PROBLEM TO SOLVE - Reproduce the forum thread on a dog waking too early, in full and word for word.

# DOCUMENT EXCERPT start

Of course he may have to pee earlier when he's not getting up in the middle of the night, and he does go to bed on the early side. So it's not surprising that he's getting up when he does. OTOH, there is NO reason that you have to do more than potty him and put him back to bed at that time. I definitely wouldn't feed him at 4AM, unless you want it to become his "permanent wake up/breakfast time". You may have to put up with a couple of days of barking and fussing before he settles down again, just as you did today, but he'll get the message that this is not an appropriate time to get up and adjust to your schedule.


----------



## ivyagogo (Sep 11, 2007)

I think we got lucky on this one. Jinx eats dinner around 5:30, has his last pee around 10:00 and sleeps through the night until around 6:15 when we all wake up. Sometimes I hear him in his crate playing around 5:30, but he waits until we get him up to fully rise.


----------



## TilliesMom (Sep 30, 2010)

ouch, that's early!! I agree with Karen, there is NO reason to feed him at that time! Just treat it like a middle of the night potty time. Out to PEE/Poop and back in the crate, don't turn lights on, don't talk to him except to tell him to go potty. Make it very clear that it is NOT playtime. at all. I haven't had this problem with Tillie (she sleeps as long as I do and never makes a peep unless she is sick!), thank goodness, but sure did have it with my HUMAN kids!! LOL


----------



## Kalico (Jan 11, 2012)

# DOCUMENT EXCERPT end
# DATA LISTING start

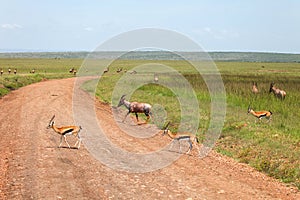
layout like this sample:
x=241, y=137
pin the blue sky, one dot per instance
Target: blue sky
x=228, y=25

# DATA LISTING end

FINAL RESULT -
Of course he may have to pee earlier when he's not getting up in the middle of the night, and he does go to bed on the early side. So it's not surprising that he's getting up when he does. OTOH, there is NO reason that you have to do more than potty him and put him back to bed at that time. I definitely wouldn't feed him at 4AM, unless you want it to become his "permanent wake up/breakfast time". You may have to put up with a couple of days of barking and fussing before he settles down again, just as you did today, but he'll get the message that this is not an appropriate time to get up and adjust to your schedule.


----------



## ivyagogo (Sep 11, 2007)

I think we got lucky on this one. Jinx eats dinner around 5:30, has his last pee around 10:00 and sleeps through the night until around 6:15 when we all wake up. Sometimes I hear him in his crate playing around 5:30, but he waits until we get him up to fully rise.


----------



## TilliesMom (Sep 30, 2010)

ouch, that's early!! I agree with Karen, there is NO reason to feed him at that time! Just treat it like a middle of the night potty time. Out to PEE/Poop and back in the crate, don't turn lights on, don't talk to him except to tell him to go potty. Make it very clear that it is NOT playtime. at all. I haven't had this problem with Tillie (she sleeps as long as I do and never makes a peep unless she is sick!), thank goodness, but sure did have it with my HUMAN kids!! LOL


----------



## Kalico (Jan 11, 2012)